__Selection__.
*-*-*

Wednesday, April 14, 2010

Money and I aren't speaking at the moment

A dryer full of money would do me wonders right about now. (P.S.: You absolutely must watch Breaking Bad if you haven't yet. It's amazing.)

So I'm stressing about money right now. I know, I probably don't have the right to complain since I was the one who made the decision to walk away from a steady salary last year (a decision I still don't regret), but I knew back when I made it that times would eventually get hard and now those times have come.

I feel like I'm living in some alternate dimension of the life I'm supposed to be living. Kind of like there are different variations of my life playing out all at the same time, parallel to one another, and I just ended up getting caught in this computer-glitch of a variation, the one that snarls savage orders at me that I must comply with, like "You will eat that top ramen and you will LIKE IT!!!" In this current reality glitch I live across the street from a handful of dollar stores, "checks cashed" storefronts, a suspicious bowling alley, and my building reeks of general ghetto-ness ... the kind of ghetto-ness punctuated by neighbors who allow their dogs to use our elevators as toilets. In this life I get a puerile kick out of free samples in my mailbox, I share one washer and dryer with an entire high-rise floor (which takes strategic planning if you ever want clean clothes, people), and my "check engine" light is always on, warning me of some expensive repair looming on the horizon. Who am I?

*-*-*

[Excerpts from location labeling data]
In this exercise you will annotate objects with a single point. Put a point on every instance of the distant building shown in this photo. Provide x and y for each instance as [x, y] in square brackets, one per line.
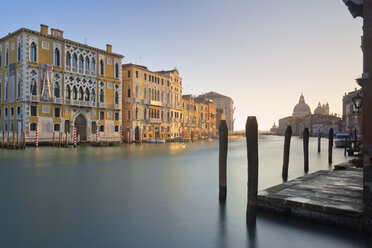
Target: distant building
[302, 117]
[226, 104]
[350, 117]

*-*-*

__Short task__.
Resume the blog post about money troubles, starting right after its last sentence. The lines above aren't needed for anything here.

__Task answer__.
Thankfully I'm not stuck alone in it all; J is also mucho stressed out, evidenced by my increasing reminders to "stop pulling out tufts of eyebrow" -- a bad nervous habit he has when things aren't so copacetic. (He's also got the added pressure of keeping up his grades to graduate top-third in his class next month, coupled with the general stress he's under on a daily basis to find a job post-graduation. Once he takes the Bar this summer I know he'll find the job he's been looking for -- and not have to settle -- but this still doesn't seem to raise his spirits. It also doesn't help that he's reminded of it all every afternoon as he chows down on his 99-cent turkey and cheese Lunchable at school like a fifth-grader.)

Not that we don't have padding -- we're selling some stocks this week to pad out our cash situation even more -- but it's disturbing how far money doesn't go in this country. (I guess it could be worse. I could be living in parts of Europe that, though beautiful, would result in me paying out the nose for everyday things like groceries while steeped in a land of 34% unemployment.) My part-time tutoring job pays well, but the hours are somewhat erratic and the semester ends in early May so those paychecks will taper soon enough. J is currently interning for free and taking no school credits for his legal gig at the SEC three days a week, so it's not as if he could pick up part-time work between the internship and his full load of classes.

Anyway it makes me really, really uneasy when our bank account starts to ebb, even though the cushion is still there. I'm a "buffer" kind of a girl and tend to get irritable when my finances tread close to my buffer. The bills are piling up and costs in the near-future are what are really getting us down. My private health insurance, his Bar class and test fees (about $5,000 total), our moving costs to get back to California ($1,500 for a Uhaul truck, not counting gas), and little costs are quietly adding up (i.e., his graduation invitations, cap and gown, Law Journal banquet tickets - $40 each, etc.).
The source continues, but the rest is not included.